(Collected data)
= Beginning of Section =

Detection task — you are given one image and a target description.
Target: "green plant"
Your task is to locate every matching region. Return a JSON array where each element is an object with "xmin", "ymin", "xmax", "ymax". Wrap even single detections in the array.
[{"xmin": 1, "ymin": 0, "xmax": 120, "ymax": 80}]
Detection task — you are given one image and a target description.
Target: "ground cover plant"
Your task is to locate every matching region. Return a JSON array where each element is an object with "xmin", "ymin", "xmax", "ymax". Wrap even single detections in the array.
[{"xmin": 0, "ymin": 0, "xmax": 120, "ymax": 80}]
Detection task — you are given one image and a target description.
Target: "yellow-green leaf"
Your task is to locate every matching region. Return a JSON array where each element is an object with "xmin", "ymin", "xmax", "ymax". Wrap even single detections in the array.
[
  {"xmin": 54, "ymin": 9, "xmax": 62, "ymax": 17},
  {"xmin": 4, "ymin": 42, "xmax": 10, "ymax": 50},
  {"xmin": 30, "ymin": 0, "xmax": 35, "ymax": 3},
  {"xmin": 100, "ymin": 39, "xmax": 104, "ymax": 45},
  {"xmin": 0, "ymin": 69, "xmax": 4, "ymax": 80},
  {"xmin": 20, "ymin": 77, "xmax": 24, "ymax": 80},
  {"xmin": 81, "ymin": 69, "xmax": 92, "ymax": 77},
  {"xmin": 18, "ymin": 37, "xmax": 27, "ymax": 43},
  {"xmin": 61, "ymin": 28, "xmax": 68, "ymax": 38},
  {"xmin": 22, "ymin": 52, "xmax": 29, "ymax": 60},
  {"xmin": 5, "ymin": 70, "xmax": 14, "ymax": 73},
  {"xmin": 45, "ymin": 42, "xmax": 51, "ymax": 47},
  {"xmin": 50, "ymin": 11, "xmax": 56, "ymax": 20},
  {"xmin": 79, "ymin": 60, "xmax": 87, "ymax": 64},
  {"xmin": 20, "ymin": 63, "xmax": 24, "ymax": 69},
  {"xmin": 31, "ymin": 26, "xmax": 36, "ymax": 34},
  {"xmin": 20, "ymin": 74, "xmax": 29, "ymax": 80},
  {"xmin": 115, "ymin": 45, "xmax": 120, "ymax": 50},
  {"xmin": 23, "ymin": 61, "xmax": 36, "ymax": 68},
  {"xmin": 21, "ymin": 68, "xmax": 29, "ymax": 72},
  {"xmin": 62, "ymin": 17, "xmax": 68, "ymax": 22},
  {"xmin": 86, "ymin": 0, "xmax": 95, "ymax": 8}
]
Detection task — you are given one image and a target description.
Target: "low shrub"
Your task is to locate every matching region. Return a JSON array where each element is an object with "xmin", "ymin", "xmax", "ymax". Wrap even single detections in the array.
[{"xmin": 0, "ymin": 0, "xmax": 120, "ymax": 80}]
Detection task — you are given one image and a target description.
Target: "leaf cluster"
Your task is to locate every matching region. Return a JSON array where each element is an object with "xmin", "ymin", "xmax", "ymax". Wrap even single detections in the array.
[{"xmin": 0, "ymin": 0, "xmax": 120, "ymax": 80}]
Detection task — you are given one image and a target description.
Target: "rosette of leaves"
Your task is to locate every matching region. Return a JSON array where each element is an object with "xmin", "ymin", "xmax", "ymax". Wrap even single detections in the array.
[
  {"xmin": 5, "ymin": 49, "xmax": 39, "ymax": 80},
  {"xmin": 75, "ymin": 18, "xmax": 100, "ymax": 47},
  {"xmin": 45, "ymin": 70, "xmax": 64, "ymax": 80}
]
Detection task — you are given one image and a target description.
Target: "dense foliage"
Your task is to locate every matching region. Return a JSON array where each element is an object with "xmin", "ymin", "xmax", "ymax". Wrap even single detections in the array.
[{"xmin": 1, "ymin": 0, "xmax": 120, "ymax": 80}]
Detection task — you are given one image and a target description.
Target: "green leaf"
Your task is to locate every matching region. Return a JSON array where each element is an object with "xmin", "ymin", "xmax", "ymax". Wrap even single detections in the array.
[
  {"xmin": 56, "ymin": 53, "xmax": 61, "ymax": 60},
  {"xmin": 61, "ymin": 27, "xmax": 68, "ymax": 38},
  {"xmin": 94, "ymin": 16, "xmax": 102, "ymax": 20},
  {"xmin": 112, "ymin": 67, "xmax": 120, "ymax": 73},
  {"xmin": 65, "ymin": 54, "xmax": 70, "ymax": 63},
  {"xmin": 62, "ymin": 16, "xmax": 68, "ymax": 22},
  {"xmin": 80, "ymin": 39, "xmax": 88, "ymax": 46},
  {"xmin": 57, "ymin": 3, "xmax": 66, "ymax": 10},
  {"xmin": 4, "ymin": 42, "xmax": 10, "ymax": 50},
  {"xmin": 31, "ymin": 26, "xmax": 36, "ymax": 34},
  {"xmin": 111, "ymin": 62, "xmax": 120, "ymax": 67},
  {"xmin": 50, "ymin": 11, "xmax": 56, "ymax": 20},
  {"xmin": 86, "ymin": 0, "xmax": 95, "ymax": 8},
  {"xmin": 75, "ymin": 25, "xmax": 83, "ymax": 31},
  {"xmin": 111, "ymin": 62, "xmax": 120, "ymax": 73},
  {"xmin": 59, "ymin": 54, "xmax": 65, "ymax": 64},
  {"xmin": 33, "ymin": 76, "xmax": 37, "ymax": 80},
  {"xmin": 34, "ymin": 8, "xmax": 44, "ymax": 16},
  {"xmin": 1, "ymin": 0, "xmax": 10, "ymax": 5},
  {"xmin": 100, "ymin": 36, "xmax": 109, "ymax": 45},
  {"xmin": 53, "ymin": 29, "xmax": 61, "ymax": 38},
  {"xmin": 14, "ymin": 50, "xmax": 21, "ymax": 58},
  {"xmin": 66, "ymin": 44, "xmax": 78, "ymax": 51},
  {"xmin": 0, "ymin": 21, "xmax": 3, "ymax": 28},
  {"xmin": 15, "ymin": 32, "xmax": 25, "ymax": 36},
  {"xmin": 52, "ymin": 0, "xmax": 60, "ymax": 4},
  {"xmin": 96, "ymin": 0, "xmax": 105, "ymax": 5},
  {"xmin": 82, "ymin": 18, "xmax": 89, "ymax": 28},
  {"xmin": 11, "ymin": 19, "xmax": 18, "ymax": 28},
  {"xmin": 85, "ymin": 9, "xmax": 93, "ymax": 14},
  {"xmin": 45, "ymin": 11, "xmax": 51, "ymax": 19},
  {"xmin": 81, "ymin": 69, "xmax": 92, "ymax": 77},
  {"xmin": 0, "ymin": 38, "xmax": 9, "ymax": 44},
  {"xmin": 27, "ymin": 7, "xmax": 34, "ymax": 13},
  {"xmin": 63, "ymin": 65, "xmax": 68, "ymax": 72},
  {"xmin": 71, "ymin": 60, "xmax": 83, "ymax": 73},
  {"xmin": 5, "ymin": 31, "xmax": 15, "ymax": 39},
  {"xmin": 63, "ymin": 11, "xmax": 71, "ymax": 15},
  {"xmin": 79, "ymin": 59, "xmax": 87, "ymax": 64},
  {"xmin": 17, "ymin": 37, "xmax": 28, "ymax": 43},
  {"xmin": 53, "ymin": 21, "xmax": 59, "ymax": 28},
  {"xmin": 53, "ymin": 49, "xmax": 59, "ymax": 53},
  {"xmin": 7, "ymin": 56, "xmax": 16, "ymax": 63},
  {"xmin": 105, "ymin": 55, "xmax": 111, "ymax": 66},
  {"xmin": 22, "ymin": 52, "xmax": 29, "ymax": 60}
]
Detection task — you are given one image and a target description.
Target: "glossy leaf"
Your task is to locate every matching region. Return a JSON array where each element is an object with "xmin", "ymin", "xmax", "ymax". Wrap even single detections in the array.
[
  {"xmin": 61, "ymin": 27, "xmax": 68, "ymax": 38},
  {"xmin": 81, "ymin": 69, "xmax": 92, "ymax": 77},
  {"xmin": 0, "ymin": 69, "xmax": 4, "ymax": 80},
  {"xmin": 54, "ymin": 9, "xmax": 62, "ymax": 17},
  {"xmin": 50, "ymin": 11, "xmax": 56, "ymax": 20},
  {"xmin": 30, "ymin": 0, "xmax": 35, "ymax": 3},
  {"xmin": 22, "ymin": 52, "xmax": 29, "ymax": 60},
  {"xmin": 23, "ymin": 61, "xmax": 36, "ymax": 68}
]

= End of Section =

§ TASK TO CARRY OUT
Nothing but a number belongs in the answer: the tally of lines in the data holding "plant".

§ WRITTEN ANSWER
2